> Work request
Gather all lines with "below" from the records.

(Source records)
#####
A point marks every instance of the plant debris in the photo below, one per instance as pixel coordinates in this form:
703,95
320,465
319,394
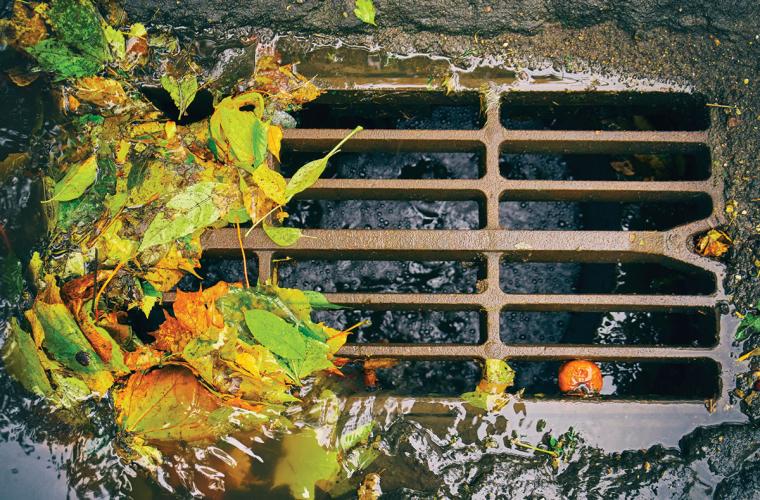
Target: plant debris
129,195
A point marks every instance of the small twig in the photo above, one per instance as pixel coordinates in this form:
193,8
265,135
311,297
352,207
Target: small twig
242,251
534,448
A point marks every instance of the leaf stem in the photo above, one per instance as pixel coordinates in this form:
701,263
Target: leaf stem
242,251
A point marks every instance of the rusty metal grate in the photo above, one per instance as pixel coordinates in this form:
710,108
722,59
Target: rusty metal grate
492,243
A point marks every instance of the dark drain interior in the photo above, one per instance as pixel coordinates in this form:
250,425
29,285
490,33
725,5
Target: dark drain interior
535,231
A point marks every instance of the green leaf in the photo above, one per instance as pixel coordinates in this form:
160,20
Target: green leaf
67,344
303,463
282,236
182,91
195,209
750,324
260,141
499,372
276,334
365,11
55,57
307,175
319,301
21,361
76,181
77,24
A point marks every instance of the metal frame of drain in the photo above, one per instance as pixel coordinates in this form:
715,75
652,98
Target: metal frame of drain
491,243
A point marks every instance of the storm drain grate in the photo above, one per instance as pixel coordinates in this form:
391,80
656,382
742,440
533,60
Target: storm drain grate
580,126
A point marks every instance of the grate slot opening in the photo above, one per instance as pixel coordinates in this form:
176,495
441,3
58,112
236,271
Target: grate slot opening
594,111
696,379
382,276
690,328
390,165
420,378
604,278
603,216
402,110
385,214
215,269
644,166
410,326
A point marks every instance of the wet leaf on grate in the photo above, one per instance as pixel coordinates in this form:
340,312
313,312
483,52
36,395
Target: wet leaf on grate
713,244
282,236
365,11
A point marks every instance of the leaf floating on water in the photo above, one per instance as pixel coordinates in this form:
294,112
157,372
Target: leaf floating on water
21,361
282,236
168,404
365,11
196,210
182,91
76,181
304,464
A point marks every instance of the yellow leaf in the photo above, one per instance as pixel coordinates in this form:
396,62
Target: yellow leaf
274,140
714,244
271,183
100,91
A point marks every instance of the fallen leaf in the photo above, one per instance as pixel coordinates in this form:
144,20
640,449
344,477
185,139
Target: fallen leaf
365,11
182,90
167,404
713,244
76,181
282,236
103,92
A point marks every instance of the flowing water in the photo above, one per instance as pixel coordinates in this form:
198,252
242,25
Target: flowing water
428,447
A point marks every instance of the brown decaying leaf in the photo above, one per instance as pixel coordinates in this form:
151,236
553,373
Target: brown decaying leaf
713,244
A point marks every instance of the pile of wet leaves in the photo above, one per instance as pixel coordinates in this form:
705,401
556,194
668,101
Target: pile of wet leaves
128,193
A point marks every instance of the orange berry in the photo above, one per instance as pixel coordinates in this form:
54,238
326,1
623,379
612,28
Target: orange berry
579,377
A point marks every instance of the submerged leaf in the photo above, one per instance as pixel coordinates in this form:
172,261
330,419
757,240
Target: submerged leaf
168,404
55,57
365,11
181,91
304,463
77,179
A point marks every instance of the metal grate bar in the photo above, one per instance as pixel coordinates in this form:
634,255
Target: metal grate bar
492,243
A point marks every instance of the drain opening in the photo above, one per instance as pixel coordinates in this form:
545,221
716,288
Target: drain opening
381,276
392,110
696,379
399,165
603,216
693,328
384,214
586,111
644,166
201,108
420,378
216,269
604,278
412,326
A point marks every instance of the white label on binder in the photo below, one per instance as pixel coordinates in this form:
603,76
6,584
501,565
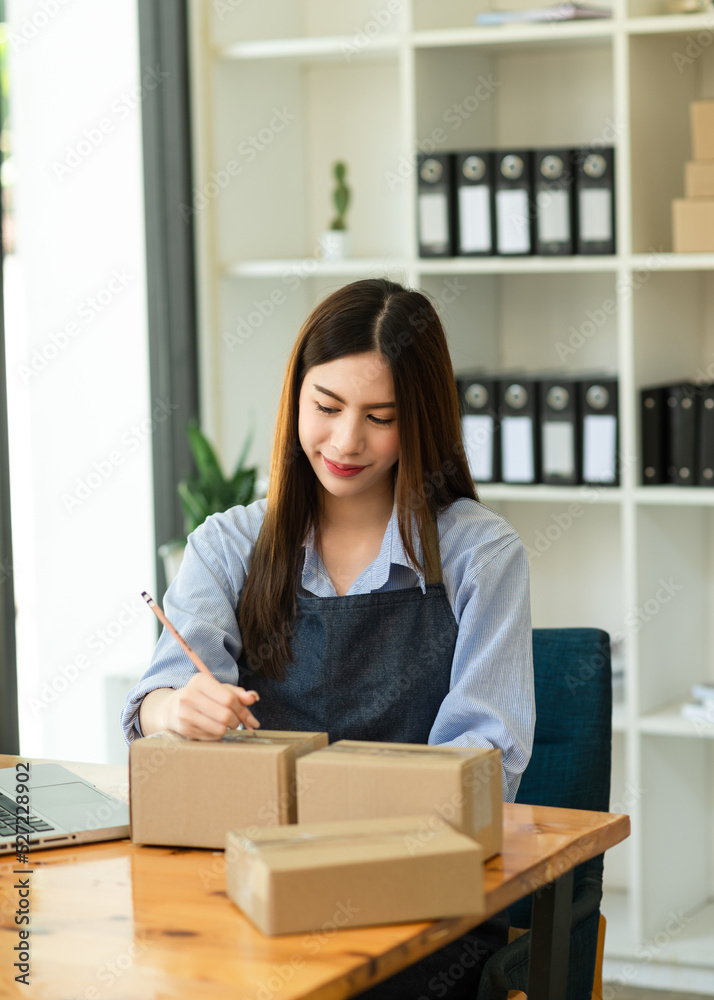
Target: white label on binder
478,445
474,219
512,224
595,206
517,449
433,219
553,216
558,448
599,446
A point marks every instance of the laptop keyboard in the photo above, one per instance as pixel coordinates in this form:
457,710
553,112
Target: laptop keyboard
11,823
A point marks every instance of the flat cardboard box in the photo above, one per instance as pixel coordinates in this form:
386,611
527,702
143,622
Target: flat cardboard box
699,179
693,225
354,779
321,876
189,793
702,119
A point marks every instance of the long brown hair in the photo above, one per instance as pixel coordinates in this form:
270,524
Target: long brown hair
431,472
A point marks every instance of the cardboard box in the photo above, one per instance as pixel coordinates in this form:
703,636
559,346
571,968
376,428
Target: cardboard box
189,793
352,779
702,119
693,225
321,876
699,179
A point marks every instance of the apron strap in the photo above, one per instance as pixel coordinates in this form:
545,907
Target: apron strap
432,556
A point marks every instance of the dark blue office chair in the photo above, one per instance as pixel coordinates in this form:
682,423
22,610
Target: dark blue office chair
570,767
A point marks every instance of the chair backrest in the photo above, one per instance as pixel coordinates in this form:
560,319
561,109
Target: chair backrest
571,759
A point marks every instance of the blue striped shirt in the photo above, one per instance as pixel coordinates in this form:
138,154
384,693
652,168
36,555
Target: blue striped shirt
485,569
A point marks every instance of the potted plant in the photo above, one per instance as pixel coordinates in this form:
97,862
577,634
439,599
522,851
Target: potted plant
335,241
209,491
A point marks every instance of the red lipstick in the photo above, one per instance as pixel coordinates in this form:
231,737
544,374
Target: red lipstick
342,470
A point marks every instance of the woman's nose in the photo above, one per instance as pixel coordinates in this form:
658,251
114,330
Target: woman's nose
347,437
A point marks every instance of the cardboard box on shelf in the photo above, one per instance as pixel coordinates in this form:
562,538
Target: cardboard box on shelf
353,779
316,876
699,179
189,793
702,120
693,225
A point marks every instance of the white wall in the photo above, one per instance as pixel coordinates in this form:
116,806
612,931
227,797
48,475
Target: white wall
80,414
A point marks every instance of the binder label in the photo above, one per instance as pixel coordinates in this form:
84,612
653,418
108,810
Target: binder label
599,448
595,215
558,448
474,219
433,218
478,445
512,215
553,216
517,450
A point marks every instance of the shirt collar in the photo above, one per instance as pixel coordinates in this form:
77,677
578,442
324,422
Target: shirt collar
315,577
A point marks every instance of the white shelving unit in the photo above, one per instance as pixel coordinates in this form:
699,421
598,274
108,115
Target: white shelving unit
283,88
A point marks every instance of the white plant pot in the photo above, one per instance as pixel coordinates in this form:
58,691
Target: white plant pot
172,556
335,244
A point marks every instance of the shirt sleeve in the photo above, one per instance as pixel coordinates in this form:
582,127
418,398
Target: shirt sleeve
201,603
491,700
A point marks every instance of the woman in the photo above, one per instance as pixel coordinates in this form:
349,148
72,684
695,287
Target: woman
371,596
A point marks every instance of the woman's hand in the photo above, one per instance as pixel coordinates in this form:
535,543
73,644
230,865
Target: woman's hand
206,708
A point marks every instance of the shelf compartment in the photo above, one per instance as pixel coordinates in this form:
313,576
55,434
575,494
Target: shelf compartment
343,48
559,551
669,721
549,494
616,907
672,618
519,36
661,144
289,22
280,200
528,322
520,97
675,808
675,496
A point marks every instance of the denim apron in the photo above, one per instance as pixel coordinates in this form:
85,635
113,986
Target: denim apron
366,666
377,667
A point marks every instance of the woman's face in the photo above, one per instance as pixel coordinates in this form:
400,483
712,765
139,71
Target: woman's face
348,425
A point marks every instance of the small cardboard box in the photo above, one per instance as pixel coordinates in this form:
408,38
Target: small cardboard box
702,119
699,179
693,225
317,876
352,779
189,793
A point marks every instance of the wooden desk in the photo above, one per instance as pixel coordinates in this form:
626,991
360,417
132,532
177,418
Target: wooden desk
118,921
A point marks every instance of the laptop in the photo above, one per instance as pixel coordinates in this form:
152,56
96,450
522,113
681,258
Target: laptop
64,809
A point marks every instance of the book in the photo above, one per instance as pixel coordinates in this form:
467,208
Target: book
567,11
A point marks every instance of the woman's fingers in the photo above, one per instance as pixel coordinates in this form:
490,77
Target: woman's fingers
205,708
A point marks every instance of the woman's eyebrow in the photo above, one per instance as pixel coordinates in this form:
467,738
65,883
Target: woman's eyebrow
368,406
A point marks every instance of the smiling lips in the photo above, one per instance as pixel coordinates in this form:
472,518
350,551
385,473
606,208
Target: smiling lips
342,470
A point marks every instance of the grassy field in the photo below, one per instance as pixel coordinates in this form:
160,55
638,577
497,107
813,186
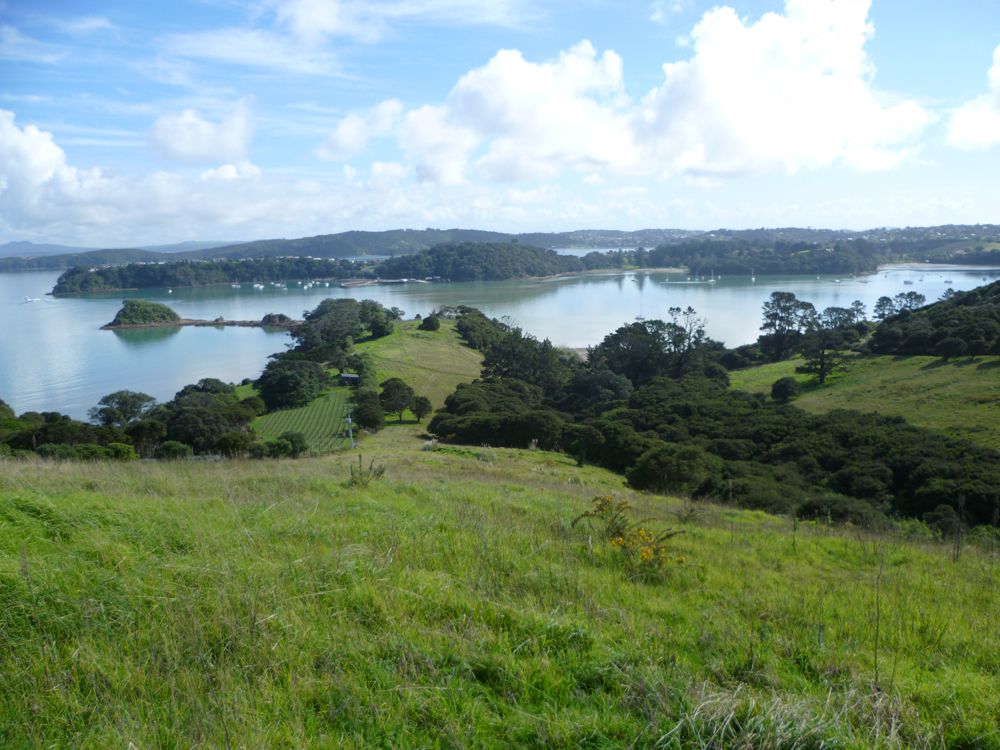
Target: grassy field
433,362
455,604
321,421
960,397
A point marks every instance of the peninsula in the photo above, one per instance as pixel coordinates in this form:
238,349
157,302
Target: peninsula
136,313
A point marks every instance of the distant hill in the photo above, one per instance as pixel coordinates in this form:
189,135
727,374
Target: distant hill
24,249
952,243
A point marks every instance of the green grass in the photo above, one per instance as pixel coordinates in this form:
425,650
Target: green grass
455,604
321,421
960,397
432,362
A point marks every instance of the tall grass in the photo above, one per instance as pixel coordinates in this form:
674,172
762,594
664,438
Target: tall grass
453,604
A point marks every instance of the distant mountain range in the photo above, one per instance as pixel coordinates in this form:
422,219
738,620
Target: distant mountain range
922,242
36,250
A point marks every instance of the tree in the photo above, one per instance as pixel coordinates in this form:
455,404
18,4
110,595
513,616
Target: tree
884,308
236,443
121,408
146,435
859,311
908,301
785,389
785,317
172,450
821,350
396,396
421,407
581,440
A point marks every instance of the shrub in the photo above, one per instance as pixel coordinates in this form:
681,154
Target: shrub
173,450
122,452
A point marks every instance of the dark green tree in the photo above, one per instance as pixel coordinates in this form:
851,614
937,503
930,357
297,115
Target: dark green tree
121,408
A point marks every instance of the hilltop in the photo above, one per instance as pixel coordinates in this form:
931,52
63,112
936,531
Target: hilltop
950,243
960,397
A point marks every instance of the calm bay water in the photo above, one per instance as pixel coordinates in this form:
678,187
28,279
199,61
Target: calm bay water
53,357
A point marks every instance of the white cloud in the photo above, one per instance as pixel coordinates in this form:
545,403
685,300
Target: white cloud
354,131
83,25
189,137
542,118
314,21
788,92
791,91
22,48
242,170
439,148
661,10
976,124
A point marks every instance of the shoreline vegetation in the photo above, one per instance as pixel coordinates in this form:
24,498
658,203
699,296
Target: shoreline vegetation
503,261
218,322
136,313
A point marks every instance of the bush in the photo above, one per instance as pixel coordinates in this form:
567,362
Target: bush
122,452
369,415
172,450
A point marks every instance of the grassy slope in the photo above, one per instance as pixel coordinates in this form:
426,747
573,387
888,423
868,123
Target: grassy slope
433,362
321,421
961,397
454,604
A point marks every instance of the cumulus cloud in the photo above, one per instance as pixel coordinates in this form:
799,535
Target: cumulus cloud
976,124
227,172
314,21
354,131
19,47
83,25
439,148
189,137
788,92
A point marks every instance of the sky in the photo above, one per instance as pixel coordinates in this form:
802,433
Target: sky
125,123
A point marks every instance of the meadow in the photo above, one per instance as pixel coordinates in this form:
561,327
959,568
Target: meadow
455,603
322,421
960,397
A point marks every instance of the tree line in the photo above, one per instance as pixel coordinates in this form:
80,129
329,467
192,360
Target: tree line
#####
> Response to this task
A point marks every instance of the plant debris in the photo below, one per instance as pixel coordinates in this form:
A point marks every instance of the white label on binder in the photo below, one per instance as pixel coordinates in this form:
A point marks every instance of the grassy field in the photo below, one per instance as pixel coordinates in this form:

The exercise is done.